## BEGIN DATASET RECORDS

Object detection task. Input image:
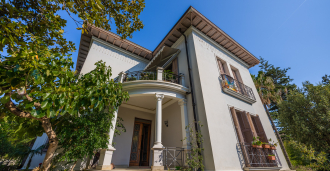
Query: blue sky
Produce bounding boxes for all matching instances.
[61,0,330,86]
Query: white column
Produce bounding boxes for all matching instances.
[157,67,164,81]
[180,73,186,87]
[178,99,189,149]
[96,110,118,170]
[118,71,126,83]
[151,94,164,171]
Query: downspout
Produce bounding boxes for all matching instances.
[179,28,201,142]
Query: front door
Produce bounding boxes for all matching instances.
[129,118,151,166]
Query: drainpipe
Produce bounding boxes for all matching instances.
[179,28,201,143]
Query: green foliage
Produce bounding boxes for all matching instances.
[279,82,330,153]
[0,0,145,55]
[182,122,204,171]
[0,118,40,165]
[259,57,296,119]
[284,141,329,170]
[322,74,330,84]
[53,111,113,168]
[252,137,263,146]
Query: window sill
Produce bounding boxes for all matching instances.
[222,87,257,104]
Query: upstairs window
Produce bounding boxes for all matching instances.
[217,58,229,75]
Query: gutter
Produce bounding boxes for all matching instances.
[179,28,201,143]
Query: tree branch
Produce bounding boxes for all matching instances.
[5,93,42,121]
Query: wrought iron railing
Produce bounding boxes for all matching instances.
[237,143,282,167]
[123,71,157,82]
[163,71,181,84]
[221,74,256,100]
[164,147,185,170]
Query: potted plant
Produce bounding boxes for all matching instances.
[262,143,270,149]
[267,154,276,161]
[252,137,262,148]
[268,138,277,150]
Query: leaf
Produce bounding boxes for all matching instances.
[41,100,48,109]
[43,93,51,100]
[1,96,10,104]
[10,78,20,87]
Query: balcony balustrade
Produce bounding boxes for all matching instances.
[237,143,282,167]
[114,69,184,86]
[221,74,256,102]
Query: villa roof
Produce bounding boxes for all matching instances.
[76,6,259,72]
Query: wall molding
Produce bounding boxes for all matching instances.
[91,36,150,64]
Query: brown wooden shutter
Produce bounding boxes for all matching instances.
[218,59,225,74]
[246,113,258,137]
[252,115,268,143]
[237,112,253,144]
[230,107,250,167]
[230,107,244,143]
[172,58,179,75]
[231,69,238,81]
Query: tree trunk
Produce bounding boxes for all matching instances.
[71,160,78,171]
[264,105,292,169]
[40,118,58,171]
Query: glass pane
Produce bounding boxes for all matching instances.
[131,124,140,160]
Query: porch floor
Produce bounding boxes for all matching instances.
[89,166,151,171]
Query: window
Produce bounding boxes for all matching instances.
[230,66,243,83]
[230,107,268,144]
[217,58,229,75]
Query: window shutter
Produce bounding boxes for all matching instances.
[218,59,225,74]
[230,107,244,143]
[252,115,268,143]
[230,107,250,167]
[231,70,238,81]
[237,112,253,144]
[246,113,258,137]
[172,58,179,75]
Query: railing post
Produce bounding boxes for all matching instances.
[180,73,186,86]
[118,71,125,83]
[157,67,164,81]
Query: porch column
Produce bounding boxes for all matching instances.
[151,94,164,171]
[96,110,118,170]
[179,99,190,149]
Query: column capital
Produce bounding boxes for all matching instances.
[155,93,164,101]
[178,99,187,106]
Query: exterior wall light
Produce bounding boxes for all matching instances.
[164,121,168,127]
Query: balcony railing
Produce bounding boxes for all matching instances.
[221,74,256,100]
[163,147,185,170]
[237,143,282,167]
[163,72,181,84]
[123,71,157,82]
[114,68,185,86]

## END DATASET RECORDS
## BEGIN DATASET RECORDS

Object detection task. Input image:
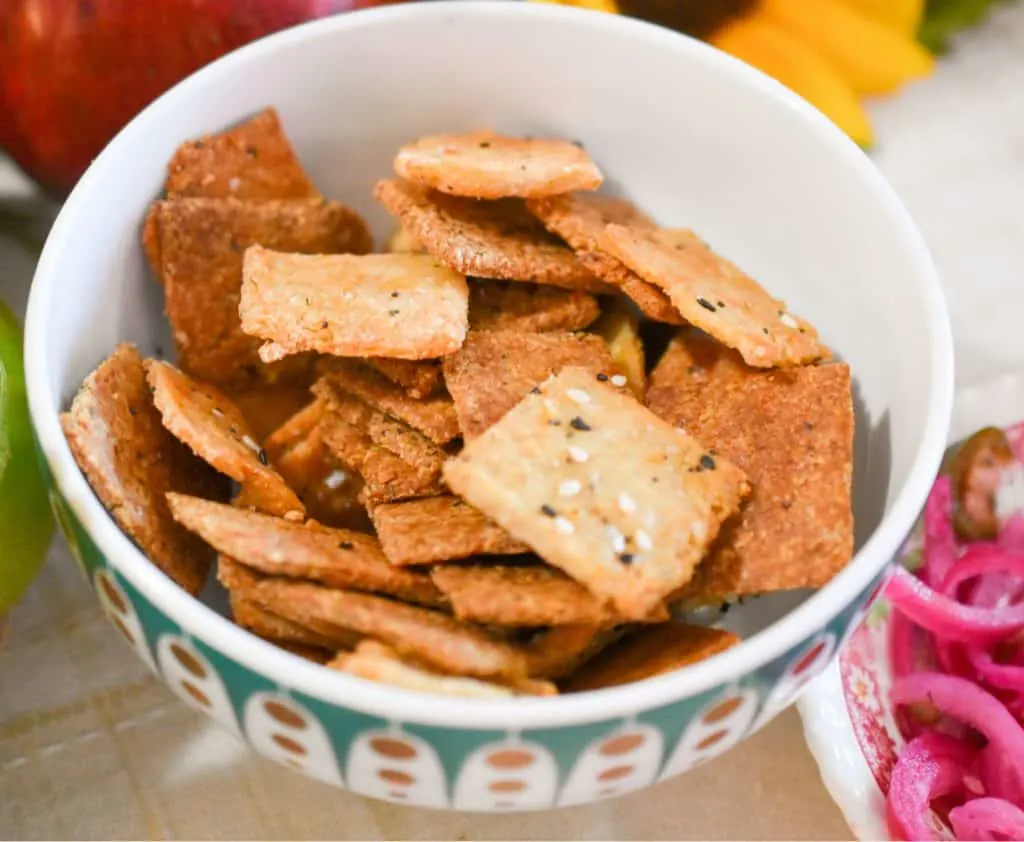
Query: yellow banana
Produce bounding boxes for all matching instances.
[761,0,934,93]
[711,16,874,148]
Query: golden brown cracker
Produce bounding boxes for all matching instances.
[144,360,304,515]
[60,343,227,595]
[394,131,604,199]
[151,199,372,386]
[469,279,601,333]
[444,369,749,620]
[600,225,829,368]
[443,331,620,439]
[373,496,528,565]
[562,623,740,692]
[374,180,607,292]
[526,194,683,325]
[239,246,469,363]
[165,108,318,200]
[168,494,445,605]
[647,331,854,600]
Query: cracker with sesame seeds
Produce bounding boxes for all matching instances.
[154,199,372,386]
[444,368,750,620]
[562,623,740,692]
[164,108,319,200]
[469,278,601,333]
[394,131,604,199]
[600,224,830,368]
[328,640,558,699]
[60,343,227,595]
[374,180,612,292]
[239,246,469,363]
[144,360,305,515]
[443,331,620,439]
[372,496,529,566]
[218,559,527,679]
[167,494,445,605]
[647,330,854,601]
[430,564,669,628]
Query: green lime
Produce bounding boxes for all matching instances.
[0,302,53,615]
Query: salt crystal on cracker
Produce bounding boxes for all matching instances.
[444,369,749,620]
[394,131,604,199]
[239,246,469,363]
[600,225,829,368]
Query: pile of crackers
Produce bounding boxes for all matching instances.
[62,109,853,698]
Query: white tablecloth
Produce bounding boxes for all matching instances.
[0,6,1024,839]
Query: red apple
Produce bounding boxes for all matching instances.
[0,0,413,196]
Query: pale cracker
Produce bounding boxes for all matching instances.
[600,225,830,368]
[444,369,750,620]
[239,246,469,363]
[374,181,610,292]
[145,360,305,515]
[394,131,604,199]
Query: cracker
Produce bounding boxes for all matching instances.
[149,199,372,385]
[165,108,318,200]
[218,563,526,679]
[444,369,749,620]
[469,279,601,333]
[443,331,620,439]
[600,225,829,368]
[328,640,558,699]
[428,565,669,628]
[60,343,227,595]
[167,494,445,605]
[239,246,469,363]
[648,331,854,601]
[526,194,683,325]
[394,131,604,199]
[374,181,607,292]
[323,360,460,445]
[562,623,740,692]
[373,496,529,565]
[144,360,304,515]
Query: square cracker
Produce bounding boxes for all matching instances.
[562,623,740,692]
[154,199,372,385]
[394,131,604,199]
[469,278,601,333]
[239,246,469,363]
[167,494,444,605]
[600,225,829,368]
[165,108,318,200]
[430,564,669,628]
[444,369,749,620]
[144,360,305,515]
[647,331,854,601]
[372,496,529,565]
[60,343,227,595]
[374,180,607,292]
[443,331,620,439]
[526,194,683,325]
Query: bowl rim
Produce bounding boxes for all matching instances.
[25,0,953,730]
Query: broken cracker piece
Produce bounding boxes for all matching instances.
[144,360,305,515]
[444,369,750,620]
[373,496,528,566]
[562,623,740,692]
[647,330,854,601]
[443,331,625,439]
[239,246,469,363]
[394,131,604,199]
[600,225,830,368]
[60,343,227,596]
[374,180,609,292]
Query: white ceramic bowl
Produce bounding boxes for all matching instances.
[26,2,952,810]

## END DATASET RECORDS

__DIRECTIVE__
Count the lines in the records that contain the word "white", and give only that number.

__WRITTEN RESPONSE__
3